[THE REQUEST] Please gather every line of the data below that contains the word "steel" and copy each one in full. Case counts.

[DATA TO PROCESS]
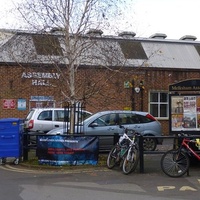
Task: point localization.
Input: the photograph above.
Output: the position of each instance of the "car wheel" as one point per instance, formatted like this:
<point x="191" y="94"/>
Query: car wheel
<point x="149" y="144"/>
...
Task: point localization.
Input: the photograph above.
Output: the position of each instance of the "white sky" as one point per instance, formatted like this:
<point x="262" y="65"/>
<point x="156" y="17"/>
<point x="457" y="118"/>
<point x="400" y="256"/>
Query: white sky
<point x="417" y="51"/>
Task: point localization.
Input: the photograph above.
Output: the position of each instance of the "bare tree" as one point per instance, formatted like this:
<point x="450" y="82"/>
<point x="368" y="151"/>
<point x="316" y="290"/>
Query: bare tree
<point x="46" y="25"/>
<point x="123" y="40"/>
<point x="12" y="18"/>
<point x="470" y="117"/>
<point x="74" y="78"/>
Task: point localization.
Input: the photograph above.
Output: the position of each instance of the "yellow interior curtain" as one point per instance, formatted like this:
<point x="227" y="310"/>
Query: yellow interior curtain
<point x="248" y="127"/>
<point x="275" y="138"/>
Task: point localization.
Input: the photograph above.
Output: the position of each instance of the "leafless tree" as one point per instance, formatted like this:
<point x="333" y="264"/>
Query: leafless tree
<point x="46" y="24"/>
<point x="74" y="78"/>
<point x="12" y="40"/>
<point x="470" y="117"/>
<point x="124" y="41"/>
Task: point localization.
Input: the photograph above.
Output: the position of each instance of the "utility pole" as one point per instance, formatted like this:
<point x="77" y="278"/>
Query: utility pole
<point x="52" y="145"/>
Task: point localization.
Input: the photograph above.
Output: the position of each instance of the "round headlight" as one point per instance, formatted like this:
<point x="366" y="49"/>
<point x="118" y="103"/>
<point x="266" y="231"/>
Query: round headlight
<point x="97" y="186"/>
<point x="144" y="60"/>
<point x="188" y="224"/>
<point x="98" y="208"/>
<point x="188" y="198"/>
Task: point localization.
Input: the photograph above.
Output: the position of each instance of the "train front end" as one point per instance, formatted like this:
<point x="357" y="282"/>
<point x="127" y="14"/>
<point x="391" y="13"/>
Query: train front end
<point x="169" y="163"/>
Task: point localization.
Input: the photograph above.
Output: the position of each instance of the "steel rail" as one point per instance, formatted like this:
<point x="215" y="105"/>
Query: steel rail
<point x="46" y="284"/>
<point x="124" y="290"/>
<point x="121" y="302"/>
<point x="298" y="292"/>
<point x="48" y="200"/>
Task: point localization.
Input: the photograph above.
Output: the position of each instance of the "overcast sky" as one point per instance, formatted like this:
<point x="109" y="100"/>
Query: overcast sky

[TASK RESULT]
Output: the position of each instance of the "steel rail" as one point per instance, formatted like this:
Query: steel rail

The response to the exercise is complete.